Rewrite each of the rows below, replacing every "marker" with "pin" and leaving everything else unchanged.
— START Entries supplied —
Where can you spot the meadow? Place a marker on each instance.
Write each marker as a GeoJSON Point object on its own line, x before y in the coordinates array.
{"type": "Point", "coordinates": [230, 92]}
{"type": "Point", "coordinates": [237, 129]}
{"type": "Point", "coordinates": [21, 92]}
— END Entries supplied —
→ **Response**
Where can you spot the meadow? Place a pin on each instance.
Write each pin as a GeoJSON Point object on its own line, x before y in the coordinates array.
{"type": "Point", "coordinates": [230, 92]}
{"type": "Point", "coordinates": [237, 129]}
{"type": "Point", "coordinates": [21, 92]}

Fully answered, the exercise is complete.